'''

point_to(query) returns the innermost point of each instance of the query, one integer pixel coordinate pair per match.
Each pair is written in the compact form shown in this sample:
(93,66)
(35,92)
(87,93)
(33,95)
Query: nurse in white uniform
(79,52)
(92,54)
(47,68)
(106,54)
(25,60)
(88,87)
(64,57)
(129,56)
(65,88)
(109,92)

'''

## Work request
The answer must be an exact copy of every record above.

## Exercise result
point_to(query) returns the innermost point of each instance of the query, one integer pixel coordinate pair per match.
Each pair is written in the compact form shown in this sample:
(93,66)
(35,92)
(87,93)
(33,95)
Query: nurse in white uniform
(79,52)
(92,54)
(47,68)
(106,54)
(25,60)
(88,87)
(64,57)
(129,56)
(65,88)
(109,92)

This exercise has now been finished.